When every entry has been read, print each one back exactly.

EXCERPTED RECORDS>
------------------------------------------------------------

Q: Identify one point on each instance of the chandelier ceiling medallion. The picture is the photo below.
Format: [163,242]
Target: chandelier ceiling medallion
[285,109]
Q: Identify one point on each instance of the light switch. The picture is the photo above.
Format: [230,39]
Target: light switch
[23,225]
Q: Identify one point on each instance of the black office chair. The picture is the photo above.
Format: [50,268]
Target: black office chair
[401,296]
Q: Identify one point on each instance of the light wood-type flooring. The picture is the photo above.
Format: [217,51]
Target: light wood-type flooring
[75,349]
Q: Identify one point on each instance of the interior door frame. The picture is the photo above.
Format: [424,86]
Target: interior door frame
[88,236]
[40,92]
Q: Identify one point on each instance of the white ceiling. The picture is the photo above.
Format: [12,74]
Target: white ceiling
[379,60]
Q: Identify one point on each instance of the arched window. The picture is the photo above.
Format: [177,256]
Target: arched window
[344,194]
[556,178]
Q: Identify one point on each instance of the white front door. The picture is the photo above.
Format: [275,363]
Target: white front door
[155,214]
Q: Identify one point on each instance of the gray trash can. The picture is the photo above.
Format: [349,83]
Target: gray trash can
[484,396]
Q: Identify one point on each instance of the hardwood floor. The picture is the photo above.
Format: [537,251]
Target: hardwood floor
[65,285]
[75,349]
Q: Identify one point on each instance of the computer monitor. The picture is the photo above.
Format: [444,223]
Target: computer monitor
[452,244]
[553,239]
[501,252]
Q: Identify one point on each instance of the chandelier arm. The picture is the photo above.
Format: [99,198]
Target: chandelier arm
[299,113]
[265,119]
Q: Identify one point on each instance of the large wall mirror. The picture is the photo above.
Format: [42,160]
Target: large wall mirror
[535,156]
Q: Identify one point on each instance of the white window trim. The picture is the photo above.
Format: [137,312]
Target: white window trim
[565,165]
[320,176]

------------------------------------------------------------

ANSWER BOX>
Q: Identify one point on each instance of the chandelier ceiling medallion. The picture is the photo below.
Format: [163,242]
Target: chandelier ceiling medallion
[285,109]
Q: Identify one point on each instance of the light switch. The picture is the photo above.
Format: [230,39]
Target: light switch
[23,225]
Q: Identify one point on each instance of the black office chair. The picture is the photo above.
Format: [50,268]
Target: black office chair
[401,296]
Q: Identify one point on each instance of the light wood-type flooring. The picture is the photo above.
Format: [217,51]
Target: light wood-type flooring
[75,349]
Q: Identify one point on each instance of the interior door frame. The picture is the photo above.
Format: [424,86]
Target: interior door frame
[88,236]
[40,92]
Q: Identify one point on each instance of the white ceiling. The picture is the photo above.
Format: [12,74]
Target: white ceiling
[379,60]
Q: Identify one point on each instance of the arched window. The picture is the photo above.
Format: [177,256]
Target: arched window
[344,194]
[556,178]
Q: Identify one point on each instance of the white front door. The picture is the photo above.
Format: [275,363]
Target: white front door
[155,214]
Q: Identify one point on each instance of the gray trash can. The picture is the photo above.
Format: [349,83]
Target: gray trash can
[484,396]
Q: Identify one point on each instance of the hardwood floor. The picture is the photo above.
Format: [537,251]
Target: hardwood floor
[65,285]
[75,349]
Q: Identify one point on each instance of the computer monitor. The picture is the photo above.
Format: [444,223]
Target: computer monitor
[452,244]
[553,239]
[501,252]
Q: Identify one point on each instance of the chandelier arm. The picture is the photo above.
Format: [99,198]
Target: chandelier arm
[299,113]
[265,119]
Q: Identify one point on each instance of the large wall mirror. The picture is the photo above.
Format: [42,160]
Target: large wall mirror
[535,156]
Q: Identify one point on each instance of the white window trim. The picture is the photo above.
Format: [137,312]
Target: white window trim
[565,165]
[320,176]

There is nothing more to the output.